Render every line of the listing below as a numbered list, leaving out blank lines.

>> BEGIN INFORMATION SUPPLIED

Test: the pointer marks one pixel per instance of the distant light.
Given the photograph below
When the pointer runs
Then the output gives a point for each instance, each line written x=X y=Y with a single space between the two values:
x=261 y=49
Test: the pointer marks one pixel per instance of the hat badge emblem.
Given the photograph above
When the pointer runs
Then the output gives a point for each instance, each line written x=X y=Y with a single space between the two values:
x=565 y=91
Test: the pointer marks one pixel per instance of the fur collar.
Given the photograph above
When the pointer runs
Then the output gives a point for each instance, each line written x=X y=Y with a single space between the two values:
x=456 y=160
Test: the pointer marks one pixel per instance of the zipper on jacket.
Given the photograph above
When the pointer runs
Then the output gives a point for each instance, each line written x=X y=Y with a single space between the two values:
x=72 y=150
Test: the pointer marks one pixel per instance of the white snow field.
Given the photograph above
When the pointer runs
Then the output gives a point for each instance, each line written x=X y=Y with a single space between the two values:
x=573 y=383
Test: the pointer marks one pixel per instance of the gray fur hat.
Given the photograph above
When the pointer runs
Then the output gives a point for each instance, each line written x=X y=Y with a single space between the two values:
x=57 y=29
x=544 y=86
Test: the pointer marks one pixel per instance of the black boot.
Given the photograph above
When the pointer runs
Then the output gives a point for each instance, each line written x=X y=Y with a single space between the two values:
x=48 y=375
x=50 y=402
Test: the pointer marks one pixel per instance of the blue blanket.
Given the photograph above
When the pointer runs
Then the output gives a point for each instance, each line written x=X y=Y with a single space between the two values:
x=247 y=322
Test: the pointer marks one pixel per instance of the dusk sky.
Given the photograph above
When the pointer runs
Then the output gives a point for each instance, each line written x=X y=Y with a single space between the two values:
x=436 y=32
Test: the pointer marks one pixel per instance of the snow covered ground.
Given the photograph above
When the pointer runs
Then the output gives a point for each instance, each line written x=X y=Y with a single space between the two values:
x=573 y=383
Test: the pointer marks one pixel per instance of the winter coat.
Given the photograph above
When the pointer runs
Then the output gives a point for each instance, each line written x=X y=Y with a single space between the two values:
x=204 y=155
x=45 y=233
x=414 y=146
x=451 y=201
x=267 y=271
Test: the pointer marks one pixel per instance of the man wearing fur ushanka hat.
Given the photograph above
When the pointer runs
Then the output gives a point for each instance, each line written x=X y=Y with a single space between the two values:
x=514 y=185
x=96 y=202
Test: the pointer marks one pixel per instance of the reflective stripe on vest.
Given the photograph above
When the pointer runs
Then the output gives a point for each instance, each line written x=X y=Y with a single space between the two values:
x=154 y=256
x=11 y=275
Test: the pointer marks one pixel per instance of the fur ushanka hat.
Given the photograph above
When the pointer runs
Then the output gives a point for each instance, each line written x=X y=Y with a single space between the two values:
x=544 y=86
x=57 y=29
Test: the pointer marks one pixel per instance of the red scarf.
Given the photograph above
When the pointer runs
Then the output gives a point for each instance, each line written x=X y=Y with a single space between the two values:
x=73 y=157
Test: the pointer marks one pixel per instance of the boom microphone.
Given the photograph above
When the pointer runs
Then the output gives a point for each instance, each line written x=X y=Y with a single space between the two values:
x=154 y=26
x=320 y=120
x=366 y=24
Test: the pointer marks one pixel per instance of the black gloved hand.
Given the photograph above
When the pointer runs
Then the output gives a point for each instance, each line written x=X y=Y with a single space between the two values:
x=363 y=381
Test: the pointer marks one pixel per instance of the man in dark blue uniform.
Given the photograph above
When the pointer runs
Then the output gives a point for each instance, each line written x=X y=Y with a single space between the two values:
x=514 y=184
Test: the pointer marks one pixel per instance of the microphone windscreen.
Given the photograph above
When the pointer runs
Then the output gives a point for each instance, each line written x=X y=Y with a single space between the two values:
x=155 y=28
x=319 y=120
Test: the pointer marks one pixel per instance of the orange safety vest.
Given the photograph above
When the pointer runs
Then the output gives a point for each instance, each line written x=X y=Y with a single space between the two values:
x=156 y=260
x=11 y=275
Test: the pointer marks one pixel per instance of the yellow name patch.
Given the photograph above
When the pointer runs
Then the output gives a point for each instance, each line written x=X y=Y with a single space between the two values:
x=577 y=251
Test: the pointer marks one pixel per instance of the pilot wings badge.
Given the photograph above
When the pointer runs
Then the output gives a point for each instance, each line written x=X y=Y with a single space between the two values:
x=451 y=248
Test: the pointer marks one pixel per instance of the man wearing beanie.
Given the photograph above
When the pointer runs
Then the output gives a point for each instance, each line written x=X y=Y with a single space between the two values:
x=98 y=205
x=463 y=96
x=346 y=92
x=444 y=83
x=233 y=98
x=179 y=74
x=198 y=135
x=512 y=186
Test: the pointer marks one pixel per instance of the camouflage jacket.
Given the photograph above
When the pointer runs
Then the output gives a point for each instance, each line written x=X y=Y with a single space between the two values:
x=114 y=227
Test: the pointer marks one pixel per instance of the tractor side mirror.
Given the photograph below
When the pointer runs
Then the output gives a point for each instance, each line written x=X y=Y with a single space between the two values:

>> END INFORMATION SUPPLIED

§ CORRECT OUTPUT
1. Test: the pointer marks one pixel per instance of the distant light.
2. Given the photograph below
3. When the pointer runs
4. Then the output gives a point for each instance, each line written x=X y=Y with a single space between the two values:
5. x=261 y=49
6. Test: the pointer marks one pixel per instance of the hat badge emblem.
7. Given the photograph above
8. When the pointer runs
9. Then the output gives a point for each instance, each line written x=X y=Y with a single space between the two values:
10. x=565 y=91
11. Test: the pointer marks one pixel per instance of the fur collar.
12. Given the photograph above
13. When the pointer runs
14. Then the output gives a point for each instance, each line written x=X y=Y with a single space between the two values:
15. x=456 y=160
16. Test: the pointer marks one pixel per instance of the zipper on jacket.
17. Given the photograph above
18. When the pointer runs
19. Then the output gives a point for each instance, each line written x=X y=Y with a single space between the two values:
20. x=72 y=150
21. Test: the pointer marks one pixel per instance of the white snow field.
22. Given the photograph above
23. When the pointer runs
24. Then the output gives a point for each instance, each line written x=X y=Y with a single space between the two values:
25. x=573 y=383
26. Test: the pointer marks one pixel per instance of the gray fur hat.
27. Given the photograph above
28. When the pointer runs
29. Then the output gives a point for each instance, each line written x=X y=Y with a single space between the two values:
30. x=57 y=29
31. x=544 y=86
32. Test: the pointer marks one pixel per instance of the black boot.
33. Given the photograph above
34. When the pointer runs
35. Then the output gives a point for each instance, each line written x=X y=Y with a single space between the two values:
36. x=48 y=375
37. x=50 y=402
38. Test: the pointer marks one pixel per instance of the blue blanket.
39. Given the photograph above
40. When the pointer runs
41. Then the output gives a point for each instance, each line written x=X y=Y with a single space between the two values:
42. x=247 y=322
43. Test: the pointer marks one pixel per instance of the dusk sky.
44. Given the photograph above
45. When the pointer runs
46. Then the output gives a point for each instance, each line written x=X y=Y with a single space between the two values:
47. x=436 y=32
48. Test: the pointer marks one pixel per instance of the snow covered ground.
49. Given the photograph above
50. When the pointer runs
51. Then the output gives a point for each instance, each line written x=X y=Y with a single space between the two values:
52. x=573 y=383
53. Test: the pointer marks one pixel per instance of the winter coat.
54. Given the photograph above
55. When the pointer runs
56. Then the output gives a point for each instance, each line written x=X y=Y with a single space between the two values:
57. x=204 y=155
58. x=45 y=233
59. x=414 y=146
60. x=451 y=201
61. x=267 y=271
62. Test: the pointer marks one pixel per instance of the man wearing fur ushanka hat.
63. Given the photograph above
64. When the pointer runs
65. Then the output gives a point for each instance, each line written x=X y=Y with a single space between the two values:
66. x=514 y=185
67. x=96 y=202
68. Test: the pointer marks one pixel per instance of the reflective stripe on vest.
69. Given the photograph above
70. When the pointer runs
71. Then the output gives a point for each instance, each line written x=X y=Y with a single space between the two values:
72. x=154 y=256
73. x=11 y=275
74. Test: the pointer marks one pixel per instance of the fur ushanka hat.
75. Given the photograph above
76. When the pointer runs
77. Then the output gives a point for each instance, each line written x=X y=Y with a single space between the two values:
78. x=544 y=86
79. x=57 y=29
80. Test: the pointer marks one pixel per instance of the red scarf.
81. Given the photograph above
82. When the pointer runs
83. Then the output gives a point for each instance, each line written x=X y=Y with a single space between the two values:
84. x=73 y=157
85. Test: the pointer marks one pixel per instance of the boom microphone.
86. Given the photograph above
87. When the pointer runs
88. Then the output gives a point for each instance, each line written x=X y=Y with a single space between the two values:
89. x=154 y=26
90. x=320 y=120
91. x=366 y=24
92. Test: the pointer marks one pixel per instance of the black gloved hand.
93. Given the photograph above
94. When the pointer runs
95. Then the output gives a point for each instance, each line written x=X y=Y with a single space between the two values:
96. x=363 y=381
97. Test: the pointer marks one pixel per instance of the man in dark blue uniform.
98. Given the photograph above
99. When the pointer runs
100. Then the output gives a point for each instance, each line written x=X y=Y with a single space between the two values:
101. x=514 y=184
102. Test: the pointer marks one pixel per instance of the microphone windscreen.
103. Given the photograph above
104. When the pointer runs
105. Then the output gives a point for each instance, each line written x=X y=Y with a single space between the two values:
106. x=155 y=28
107. x=319 y=120
108. Test: the pointer marks one pixel per instance of the orange safety vest.
109. Given the photograph above
110. When the pointer runs
111. Then the output gives a point for each instance, each line written x=X y=Y with a single space between the two values:
112. x=156 y=260
113. x=11 y=275
114. Test: the pointer marks one pixel per instance of the yellow name patch.
115. Given the photograph above
116. When the pointer runs
117. Then the output gives a point for each instance, each line written x=X y=Y with a single space between the two values:
118. x=577 y=251
119. Test: the pointer marks one pixel per instance of the pilot wings badge.
120. Given the photograph above
121. When the pointer runs
122. Then the output gives a point for each instance, each line written x=X y=Y with a single space between the two values:
123. x=451 y=248
124. Test: the pointer marks one pixel per instance of the man wearing beanie.
125. Given the photograph above
126. When the pointer runs
127. Then the output gives a point for each instance, each line written x=X y=Y with a single space between the two values:
128. x=98 y=205
129. x=463 y=96
130. x=346 y=92
131. x=444 y=83
132. x=233 y=98
133. x=179 y=74
134. x=198 y=135
135. x=512 y=186
136. Test: the pointer marks one pixel per instance of the camouflage jacket.
137. Given the photograph above
138. When the pointer runs
139. Then the output gives a point for each instance, each line written x=X y=Y with a single space between the two values:
140. x=114 y=227
141. Test: the pointer marks one pixel per instance of the tractor side mirror.
142. Given the photograph below
143. When the pointer runs
144. Then the output gives a point for each instance, each line written x=X y=Y with a single space between the two values:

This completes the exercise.